PROBLEM DETAILS — Rewrite the entries from the line containing "Please identify the man's face" down to the line containing "Query: man's face", changing "man's face" to "man's head" and leaving everything else the same.

DATA PROVIDED —
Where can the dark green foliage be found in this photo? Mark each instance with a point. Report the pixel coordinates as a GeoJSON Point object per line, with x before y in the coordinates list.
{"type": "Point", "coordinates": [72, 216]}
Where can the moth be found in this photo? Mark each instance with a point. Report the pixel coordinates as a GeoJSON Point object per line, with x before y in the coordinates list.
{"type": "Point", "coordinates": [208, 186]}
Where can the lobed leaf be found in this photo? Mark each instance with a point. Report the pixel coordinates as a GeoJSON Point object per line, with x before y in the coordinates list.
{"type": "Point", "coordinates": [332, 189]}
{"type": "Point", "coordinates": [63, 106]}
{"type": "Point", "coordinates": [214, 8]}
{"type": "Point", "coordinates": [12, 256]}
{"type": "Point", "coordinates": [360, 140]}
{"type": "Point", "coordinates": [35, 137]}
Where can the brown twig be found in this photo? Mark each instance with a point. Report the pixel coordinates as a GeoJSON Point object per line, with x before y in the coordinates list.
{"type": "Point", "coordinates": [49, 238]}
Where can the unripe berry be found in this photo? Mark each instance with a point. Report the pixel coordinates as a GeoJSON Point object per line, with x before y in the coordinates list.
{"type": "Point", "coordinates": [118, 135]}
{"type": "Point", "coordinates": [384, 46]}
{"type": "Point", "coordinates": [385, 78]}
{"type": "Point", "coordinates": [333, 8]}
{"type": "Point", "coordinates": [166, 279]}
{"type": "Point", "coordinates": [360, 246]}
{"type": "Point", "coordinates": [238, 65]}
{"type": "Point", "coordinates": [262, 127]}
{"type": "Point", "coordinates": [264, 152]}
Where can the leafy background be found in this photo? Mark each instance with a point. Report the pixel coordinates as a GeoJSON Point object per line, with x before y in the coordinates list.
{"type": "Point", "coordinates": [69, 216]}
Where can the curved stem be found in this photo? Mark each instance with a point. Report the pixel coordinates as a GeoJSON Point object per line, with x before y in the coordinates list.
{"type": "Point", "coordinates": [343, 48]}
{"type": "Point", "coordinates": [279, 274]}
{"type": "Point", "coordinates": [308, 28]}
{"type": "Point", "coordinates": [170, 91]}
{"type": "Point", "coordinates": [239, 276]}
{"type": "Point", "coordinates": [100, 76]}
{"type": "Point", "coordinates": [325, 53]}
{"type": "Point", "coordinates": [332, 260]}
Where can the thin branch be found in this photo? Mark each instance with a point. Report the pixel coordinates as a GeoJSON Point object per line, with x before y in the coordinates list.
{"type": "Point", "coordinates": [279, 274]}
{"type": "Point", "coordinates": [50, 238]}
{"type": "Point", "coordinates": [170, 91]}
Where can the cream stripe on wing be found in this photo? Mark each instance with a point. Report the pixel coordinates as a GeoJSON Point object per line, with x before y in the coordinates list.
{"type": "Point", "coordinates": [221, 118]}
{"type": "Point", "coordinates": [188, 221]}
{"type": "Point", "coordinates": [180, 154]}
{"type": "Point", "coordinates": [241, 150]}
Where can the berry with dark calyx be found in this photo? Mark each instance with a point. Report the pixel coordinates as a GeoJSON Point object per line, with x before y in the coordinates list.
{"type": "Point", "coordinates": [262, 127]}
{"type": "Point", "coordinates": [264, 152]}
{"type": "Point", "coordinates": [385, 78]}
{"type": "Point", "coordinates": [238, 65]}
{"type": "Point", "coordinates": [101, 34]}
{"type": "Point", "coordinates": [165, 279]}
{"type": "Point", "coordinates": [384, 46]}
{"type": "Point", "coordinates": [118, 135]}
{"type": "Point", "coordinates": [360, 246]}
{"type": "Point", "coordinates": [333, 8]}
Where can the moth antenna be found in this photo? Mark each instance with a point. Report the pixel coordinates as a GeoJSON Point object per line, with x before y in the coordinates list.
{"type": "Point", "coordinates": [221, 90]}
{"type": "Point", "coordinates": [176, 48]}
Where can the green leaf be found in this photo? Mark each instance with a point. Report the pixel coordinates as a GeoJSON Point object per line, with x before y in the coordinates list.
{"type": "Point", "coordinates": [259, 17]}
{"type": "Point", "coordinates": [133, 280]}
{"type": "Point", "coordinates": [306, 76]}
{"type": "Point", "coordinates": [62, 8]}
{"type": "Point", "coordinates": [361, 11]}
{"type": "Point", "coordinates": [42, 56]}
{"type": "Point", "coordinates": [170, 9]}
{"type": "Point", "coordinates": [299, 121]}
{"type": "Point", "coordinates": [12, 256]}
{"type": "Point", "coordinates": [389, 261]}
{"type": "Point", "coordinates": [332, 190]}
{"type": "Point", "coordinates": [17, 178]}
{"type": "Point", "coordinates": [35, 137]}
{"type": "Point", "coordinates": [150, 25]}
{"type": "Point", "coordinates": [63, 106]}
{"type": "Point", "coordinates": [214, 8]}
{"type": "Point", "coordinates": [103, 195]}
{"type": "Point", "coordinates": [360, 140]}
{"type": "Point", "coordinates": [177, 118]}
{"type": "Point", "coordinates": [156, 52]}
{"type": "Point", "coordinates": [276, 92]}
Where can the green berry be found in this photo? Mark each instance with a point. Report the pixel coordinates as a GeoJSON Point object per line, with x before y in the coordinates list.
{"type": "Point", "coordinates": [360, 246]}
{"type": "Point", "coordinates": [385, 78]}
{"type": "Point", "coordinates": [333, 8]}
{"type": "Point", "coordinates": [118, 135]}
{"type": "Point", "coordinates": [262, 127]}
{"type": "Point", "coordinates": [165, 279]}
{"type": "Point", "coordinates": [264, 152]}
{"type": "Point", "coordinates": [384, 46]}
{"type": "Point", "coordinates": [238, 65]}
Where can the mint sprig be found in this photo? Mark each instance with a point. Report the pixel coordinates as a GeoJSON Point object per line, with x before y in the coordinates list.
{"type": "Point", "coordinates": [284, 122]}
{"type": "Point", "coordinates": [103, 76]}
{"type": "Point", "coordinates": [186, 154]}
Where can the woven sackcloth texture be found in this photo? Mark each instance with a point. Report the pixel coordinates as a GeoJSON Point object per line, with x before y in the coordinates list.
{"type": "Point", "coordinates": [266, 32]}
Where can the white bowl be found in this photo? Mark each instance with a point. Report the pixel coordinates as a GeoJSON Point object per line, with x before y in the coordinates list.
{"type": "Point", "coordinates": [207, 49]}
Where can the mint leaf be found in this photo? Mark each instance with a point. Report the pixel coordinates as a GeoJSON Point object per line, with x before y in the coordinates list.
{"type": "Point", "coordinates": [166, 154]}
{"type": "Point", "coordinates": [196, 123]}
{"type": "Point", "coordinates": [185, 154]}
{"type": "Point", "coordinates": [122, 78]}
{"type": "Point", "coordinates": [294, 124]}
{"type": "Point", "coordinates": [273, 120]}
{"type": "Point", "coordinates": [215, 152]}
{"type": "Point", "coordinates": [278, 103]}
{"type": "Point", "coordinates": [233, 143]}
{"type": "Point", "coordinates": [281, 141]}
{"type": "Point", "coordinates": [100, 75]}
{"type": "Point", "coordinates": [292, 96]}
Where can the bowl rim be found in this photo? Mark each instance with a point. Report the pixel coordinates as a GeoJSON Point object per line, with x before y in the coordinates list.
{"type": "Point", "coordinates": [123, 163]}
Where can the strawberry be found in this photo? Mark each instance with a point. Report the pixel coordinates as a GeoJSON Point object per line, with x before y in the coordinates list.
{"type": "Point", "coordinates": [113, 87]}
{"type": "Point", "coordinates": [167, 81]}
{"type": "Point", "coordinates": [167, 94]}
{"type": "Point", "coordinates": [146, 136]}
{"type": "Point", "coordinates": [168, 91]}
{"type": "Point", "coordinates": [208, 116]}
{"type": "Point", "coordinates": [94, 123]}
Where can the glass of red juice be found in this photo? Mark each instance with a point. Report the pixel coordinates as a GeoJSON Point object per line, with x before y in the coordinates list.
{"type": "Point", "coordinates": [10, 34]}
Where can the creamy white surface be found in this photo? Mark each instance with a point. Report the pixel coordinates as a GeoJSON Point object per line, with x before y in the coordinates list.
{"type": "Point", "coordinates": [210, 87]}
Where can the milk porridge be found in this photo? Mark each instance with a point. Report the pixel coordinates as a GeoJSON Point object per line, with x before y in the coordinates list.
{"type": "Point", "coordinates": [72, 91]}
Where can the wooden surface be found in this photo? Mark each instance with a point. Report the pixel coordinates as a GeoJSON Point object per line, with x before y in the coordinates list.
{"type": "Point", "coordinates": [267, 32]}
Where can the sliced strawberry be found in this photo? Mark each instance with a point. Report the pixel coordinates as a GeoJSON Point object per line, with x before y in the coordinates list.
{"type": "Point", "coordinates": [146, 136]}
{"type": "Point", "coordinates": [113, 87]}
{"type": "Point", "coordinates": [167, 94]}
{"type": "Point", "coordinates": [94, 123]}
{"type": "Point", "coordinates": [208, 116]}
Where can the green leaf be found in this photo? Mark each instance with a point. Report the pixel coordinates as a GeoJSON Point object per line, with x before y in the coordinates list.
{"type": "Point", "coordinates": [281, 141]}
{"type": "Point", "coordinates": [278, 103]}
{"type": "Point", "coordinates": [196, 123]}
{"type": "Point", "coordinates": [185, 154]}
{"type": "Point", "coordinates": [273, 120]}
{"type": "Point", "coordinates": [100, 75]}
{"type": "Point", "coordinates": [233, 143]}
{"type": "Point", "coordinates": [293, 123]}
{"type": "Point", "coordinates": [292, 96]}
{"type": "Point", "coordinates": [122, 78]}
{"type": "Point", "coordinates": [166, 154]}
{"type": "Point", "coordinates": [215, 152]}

---

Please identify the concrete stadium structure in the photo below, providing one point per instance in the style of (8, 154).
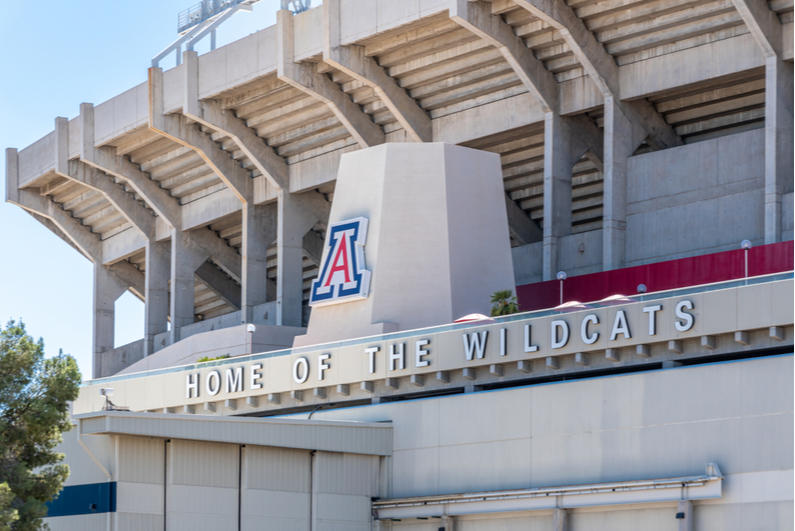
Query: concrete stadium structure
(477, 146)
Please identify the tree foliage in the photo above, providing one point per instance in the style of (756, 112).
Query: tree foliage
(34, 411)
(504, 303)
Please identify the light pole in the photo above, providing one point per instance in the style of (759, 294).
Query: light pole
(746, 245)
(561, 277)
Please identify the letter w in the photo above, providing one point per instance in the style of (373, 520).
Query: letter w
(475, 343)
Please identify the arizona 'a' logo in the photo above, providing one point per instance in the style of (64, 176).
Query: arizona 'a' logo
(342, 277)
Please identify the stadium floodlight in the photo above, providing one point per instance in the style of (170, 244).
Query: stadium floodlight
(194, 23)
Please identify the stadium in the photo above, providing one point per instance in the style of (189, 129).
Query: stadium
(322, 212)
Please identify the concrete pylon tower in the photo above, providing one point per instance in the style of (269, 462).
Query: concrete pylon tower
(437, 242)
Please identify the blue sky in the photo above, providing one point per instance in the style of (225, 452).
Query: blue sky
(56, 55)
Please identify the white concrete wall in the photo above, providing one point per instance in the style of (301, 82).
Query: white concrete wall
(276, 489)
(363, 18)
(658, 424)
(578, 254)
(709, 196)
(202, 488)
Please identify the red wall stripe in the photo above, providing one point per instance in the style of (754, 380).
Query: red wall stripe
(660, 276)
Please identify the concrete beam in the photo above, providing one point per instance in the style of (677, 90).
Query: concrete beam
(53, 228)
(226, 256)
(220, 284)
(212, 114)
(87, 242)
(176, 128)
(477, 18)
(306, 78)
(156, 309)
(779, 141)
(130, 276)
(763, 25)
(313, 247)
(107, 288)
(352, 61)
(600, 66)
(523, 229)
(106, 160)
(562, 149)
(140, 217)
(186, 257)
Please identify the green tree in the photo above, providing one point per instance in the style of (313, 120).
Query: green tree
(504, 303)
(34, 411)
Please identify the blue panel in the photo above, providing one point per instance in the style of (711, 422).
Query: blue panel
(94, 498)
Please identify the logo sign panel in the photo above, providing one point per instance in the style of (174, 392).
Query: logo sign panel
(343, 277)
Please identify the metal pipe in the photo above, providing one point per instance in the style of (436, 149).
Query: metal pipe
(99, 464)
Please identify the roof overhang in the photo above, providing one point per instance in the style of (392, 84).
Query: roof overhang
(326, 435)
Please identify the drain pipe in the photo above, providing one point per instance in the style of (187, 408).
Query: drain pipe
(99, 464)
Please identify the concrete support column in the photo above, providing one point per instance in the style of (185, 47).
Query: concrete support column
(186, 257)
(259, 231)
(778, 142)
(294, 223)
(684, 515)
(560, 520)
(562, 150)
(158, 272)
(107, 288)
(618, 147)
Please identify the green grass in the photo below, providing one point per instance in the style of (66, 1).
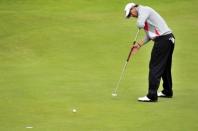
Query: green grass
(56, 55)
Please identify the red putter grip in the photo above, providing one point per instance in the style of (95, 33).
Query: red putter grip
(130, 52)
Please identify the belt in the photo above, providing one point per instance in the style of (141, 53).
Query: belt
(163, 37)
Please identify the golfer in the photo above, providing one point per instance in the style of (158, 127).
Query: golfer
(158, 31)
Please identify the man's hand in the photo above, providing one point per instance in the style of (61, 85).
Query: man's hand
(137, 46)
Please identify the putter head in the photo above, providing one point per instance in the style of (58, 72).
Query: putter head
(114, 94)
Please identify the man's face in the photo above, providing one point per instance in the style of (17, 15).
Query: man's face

EXPECTED OUTPUT —
Please identify the man's head in the photo above, providing one point per instance in the style of (17, 15).
Query: man's head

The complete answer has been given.